(Stored data entries)

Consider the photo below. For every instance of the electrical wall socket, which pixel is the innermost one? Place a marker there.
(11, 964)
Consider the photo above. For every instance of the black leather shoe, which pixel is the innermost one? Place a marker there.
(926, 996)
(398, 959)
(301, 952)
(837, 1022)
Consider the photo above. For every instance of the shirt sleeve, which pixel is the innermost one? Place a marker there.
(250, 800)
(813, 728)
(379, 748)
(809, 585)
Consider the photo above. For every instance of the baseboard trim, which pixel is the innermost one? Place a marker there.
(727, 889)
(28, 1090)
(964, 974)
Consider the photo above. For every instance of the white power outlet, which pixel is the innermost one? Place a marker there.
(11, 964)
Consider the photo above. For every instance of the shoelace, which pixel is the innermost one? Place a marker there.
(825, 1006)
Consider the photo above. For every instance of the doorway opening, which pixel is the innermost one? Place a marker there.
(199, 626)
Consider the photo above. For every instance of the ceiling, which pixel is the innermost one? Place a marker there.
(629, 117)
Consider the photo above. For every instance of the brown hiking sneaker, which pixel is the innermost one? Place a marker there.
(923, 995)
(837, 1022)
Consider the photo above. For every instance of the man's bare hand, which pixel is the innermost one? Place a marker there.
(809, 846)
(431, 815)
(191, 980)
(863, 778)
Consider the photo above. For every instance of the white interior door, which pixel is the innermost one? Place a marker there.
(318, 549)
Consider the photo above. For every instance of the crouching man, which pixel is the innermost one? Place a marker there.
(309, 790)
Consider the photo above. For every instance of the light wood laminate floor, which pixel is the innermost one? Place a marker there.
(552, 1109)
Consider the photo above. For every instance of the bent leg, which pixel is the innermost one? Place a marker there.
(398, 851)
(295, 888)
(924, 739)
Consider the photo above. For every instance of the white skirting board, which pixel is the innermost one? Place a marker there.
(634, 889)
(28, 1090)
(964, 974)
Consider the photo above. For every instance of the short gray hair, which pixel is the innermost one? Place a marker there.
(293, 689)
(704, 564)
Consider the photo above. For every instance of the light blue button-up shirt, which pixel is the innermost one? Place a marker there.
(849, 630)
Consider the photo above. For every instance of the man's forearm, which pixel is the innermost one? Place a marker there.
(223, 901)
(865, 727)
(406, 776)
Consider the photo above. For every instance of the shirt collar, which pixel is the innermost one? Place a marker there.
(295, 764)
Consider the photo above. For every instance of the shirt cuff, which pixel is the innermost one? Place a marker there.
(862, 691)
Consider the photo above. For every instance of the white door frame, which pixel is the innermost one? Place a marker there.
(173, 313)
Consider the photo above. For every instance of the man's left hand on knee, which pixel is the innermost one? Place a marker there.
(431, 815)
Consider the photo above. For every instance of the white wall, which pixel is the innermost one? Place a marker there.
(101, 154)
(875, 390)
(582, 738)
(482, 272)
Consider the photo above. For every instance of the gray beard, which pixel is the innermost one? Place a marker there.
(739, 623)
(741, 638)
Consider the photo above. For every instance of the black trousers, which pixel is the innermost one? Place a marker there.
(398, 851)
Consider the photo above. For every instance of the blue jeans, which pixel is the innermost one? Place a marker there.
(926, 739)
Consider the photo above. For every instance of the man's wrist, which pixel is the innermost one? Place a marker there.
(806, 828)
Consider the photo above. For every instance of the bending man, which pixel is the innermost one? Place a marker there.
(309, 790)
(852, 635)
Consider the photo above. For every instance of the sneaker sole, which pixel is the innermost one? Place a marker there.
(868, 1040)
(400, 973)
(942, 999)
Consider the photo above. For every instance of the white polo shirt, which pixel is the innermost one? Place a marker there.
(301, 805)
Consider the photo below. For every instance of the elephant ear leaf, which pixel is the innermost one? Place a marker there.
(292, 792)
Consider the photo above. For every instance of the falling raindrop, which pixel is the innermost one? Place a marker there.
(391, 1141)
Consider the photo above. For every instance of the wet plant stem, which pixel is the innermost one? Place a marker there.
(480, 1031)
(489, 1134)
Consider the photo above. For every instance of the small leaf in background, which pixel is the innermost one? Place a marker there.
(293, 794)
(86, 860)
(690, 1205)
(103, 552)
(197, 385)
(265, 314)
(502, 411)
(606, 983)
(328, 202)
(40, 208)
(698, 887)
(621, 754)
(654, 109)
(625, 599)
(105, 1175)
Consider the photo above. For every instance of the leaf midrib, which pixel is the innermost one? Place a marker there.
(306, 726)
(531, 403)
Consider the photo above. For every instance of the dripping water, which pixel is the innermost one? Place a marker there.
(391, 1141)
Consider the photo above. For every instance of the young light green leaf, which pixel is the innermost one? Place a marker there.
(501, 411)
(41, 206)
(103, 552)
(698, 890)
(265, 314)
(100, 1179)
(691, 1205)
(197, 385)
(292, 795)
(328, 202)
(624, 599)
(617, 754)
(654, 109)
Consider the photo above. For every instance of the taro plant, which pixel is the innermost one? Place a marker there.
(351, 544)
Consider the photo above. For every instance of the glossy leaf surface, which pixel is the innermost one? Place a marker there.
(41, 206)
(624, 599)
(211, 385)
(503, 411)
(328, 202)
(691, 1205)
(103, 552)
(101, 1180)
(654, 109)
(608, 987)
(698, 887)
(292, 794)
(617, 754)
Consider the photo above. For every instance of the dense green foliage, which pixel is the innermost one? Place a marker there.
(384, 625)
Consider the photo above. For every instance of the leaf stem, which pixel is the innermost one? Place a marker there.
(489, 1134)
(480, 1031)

Problem details → Output each line of the data exactly as it stands above.

Result of the exercise →
Consider the photo below. For every instance of the electrical wall socket, which pixel is the innermost one? Place a marker there.
(11, 964)
Consider the photo above. For every instance of the black leather shoe, which pixel is the innermost one? Place a marker there.
(926, 996)
(398, 959)
(301, 952)
(837, 1022)
Consider the photo above. For every instance of the shirt sleeve, which pixel is the innermost one? Place a marker there.
(250, 800)
(813, 728)
(379, 748)
(809, 585)
Consider the photo above. For every instance of the baseboard trim, which pixel is the innermost one? Place a marker there.
(727, 889)
(28, 1090)
(964, 974)
Consider the photo above. For every instance of the white power outlet, which pixel is the innermost one? Place a marker there.
(11, 964)
Consider the photo above. For every instance of the shoelace, which pixel is the innermost one? Place a marker there.
(825, 1006)
Consider the photo above. For every instance of the doorway opening, which pixel is the innermost one? Place a marker there.
(199, 626)
Consider the photo above. For every instance of the ceiling, which pixel is the innermost one? Place a marker there.
(629, 117)
Consider the photo above. For every instance of the brown hiking sneaker, which pixel is the innermost one? Place a marker there.
(923, 995)
(837, 1022)
Consider the photo above. For every instance of the man's bare hand, which pixel is the innermost one? Place a marker there.
(809, 846)
(431, 815)
(191, 980)
(863, 778)
Consider the photo above. For every instance of the white interior door, which pixel is the innermost one? Place a marker there.
(318, 549)
Consider the photo above. For every instance of the crouching man, which pixel is the innermost one? Place a marker there.
(309, 790)
Consider the photo above. For every instance of the light wood laminate floor, which pixel is the innermost one? Place a marker there.
(552, 1109)
Consider the photo above. For every instance of the bent leg, which pixel is the innermost one? Place a marker there.
(398, 851)
(295, 888)
(924, 739)
Consider the photo above. For every instance of the white skirting board, which pixel is the innermost one? Place a marker there.
(634, 889)
(28, 1090)
(964, 974)
Consider the photo above. For every instance of the short gray hair, which pixel is the innermost one? Place a marker there.
(293, 689)
(704, 564)
Consider the photo above. For every instance of the light blue button-up shirt, which pixel is the innermost one? Place a marker there.
(849, 630)
Consider the photo above. For every instance of the man's forearm, which pixel is the innermost one? Place a marker there.
(223, 901)
(865, 727)
(406, 776)
Consider the photo above. For every instance of the shirt collar, which pixel is the innermost one? Place a marker there.
(295, 764)
Consider the photo above. For every instance of the shirt cuff, which pixel is the innermost one? Place a marker there.
(862, 691)
Consider the photo above. For every instance of the white door frame, which pixel is the innermost one? Place a marker there.
(173, 313)
Consider the photo above. For every instance of the man's left hand on knee, which pixel is the innermost one? Place a marker there.
(431, 815)
Consider the photo above. For every instance of the white wall, which pixel is the innermost one? Place a marker there.
(101, 154)
(875, 390)
(582, 738)
(482, 272)
Consider the photo above. For every instance of the gray beard, which pixel is the innermost one? Place a marker there.
(739, 623)
(741, 638)
Consider the photo above. For every instance of the black trousers, which pixel is the innermost one? Place a marker there.
(398, 851)
Consider the photo above. For every instance of the blue jeans, which pixel is the innermost one? Place a marker there.
(926, 739)
Consider the photo above. For every instance of the man's wrist, which pixel is the innermost one? Place a marker there.
(806, 828)
Consider the photo above. For every instance of the bending man, which pixel is the innermost one? Place a marker there.
(309, 790)
(852, 635)
Consider the photo above. For every instance of the sneaker sole, which pixel is the innermost one? Place a marker there.
(868, 1040)
(400, 973)
(942, 999)
Consider the photo above. For every instance of the white polo shirt, which pixel is the innermost one? Place a marker there.
(301, 805)
Consider the photo below. For every instance of the elephant ear leaf, which pixel is the innermost one? Place a marker there.
(292, 792)
Consider the photo above. For every instance of the falling raindrop, which pixel is the innermost one? Place a marker there.
(391, 1141)
Consider the photo above. For every instance of the wet plant stem, which pixel is the innermost one? Place a marker there.
(480, 1031)
(489, 1134)
Consider the photo above. For every instance of the small leaf in background, which pixel is the innermost one? Place a marker there.
(293, 794)
(86, 860)
(690, 1205)
(103, 552)
(197, 385)
(265, 314)
(502, 411)
(606, 983)
(328, 202)
(40, 208)
(698, 887)
(621, 754)
(654, 109)
(625, 599)
(105, 1175)
Consider the photo above. For every instance of the leaf midrib, which pixel is the innermost one? Place a marker there.
(306, 726)
(531, 403)
Consider the photo above. For every instance of the dripping water, which pixel is the innermost one? Place a marker there.
(391, 1141)
Consider the photo above. For every instance of the young light green leaf, which pixel is the innermost one? Place a marker there.
(501, 411)
(41, 206)
(103, 552)
(698, 890)
(265, 314)
(100, 1179)
(691, 1205)
(197, 385)
(292, 795)
(328, 202)
(624, 599)
(617, 754)
(654, 109)
Consider the photo above. For every instance of the taro plant, which pixel is the innermost one? Place a marker there.
(351, 544)
Consider the photo above. For every instance of the glossy leaf surface, which pixel is the innermost one? Place a marker there.
(41, 206)
(624, 599)
(211, 385)
(503, 411)
(328, 202)
(691, 1205)
(103, 552)
(101, 1180)
(654, 109)
(608, 987)
(698, 887)
(292, 794)
(617, 754)
Consider the photo above. For every instance of the dense green foliage, which pixel is the innermost one? Place a marker there.
(384, 625)
Consider the photo above. For every instance of the leaf stem, which pixel is the innermost one? Place a marker there.
(489, 1134)
(480, 1031)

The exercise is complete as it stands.